### Task brief
Beginning with the line that holds "Query: silver dome roof", copy each line to the end of the records exactly, except the pictures.

----------------

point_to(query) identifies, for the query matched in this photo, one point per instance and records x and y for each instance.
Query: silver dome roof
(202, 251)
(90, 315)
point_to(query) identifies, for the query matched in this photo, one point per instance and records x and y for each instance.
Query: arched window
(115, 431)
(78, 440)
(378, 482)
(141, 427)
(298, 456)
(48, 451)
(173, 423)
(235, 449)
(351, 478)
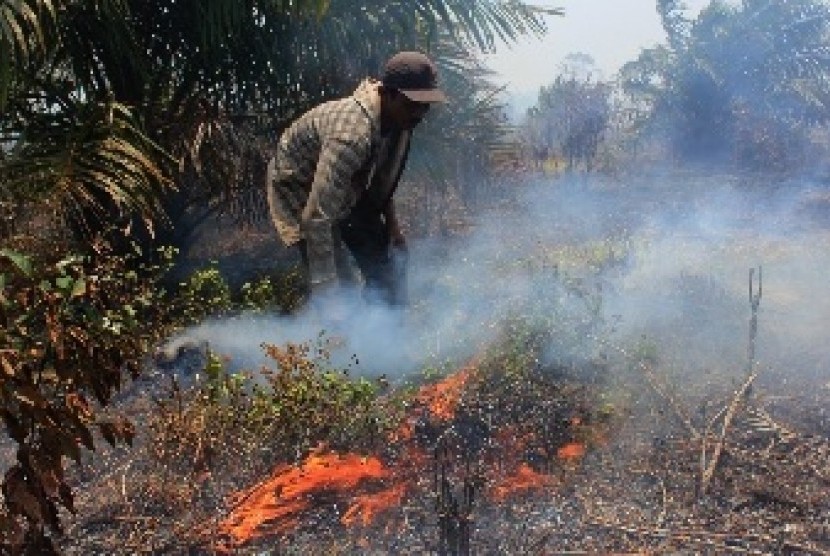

----------------

### Answer to this task
Query: silver dome roof
(202, 251)
(90, 315)
point_to(query) identifies, for the query matched in this photo, one point per instance and records x and y for each instance.
Query: arched window
(115, 431)
(78, 440)
(378, 482)
(141, 427)
(298, 456)
(48, 451)
(173, 423)
(235, 449)
(351, 478)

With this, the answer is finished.